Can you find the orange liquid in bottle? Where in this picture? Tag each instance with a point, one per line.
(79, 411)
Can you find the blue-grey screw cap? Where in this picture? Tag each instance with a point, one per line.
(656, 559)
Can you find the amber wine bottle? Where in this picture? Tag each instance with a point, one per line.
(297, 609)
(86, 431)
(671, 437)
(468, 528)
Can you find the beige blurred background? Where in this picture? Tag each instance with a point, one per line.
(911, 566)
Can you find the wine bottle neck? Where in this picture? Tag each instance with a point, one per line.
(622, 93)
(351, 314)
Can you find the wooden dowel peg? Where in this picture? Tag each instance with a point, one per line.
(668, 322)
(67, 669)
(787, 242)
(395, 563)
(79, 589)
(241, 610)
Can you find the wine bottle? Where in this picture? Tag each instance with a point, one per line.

******************************

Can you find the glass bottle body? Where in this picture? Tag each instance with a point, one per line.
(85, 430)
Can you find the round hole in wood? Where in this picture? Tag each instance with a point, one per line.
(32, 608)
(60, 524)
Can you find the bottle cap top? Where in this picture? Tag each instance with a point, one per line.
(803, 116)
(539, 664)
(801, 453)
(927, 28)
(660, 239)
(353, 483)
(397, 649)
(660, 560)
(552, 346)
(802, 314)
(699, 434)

******************************

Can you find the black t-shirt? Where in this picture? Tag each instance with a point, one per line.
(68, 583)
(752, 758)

******************************

Given the data above, transcribe exactly the lines from the one containing "Can you find the wooden" down to the one containing "Can you find the wine bottle?", and no others.

(Result of the exercise):
Can you find the wooden dowel peg? Where in this picture? Tag each instance with a point, one per line.
(668, 322)
(67, 669)
(787, 242)
(395, 563)
(79, 589)
(241, 610)
Can you find the wine bottle? Where in this picture? Tag each instance with a point, one per line.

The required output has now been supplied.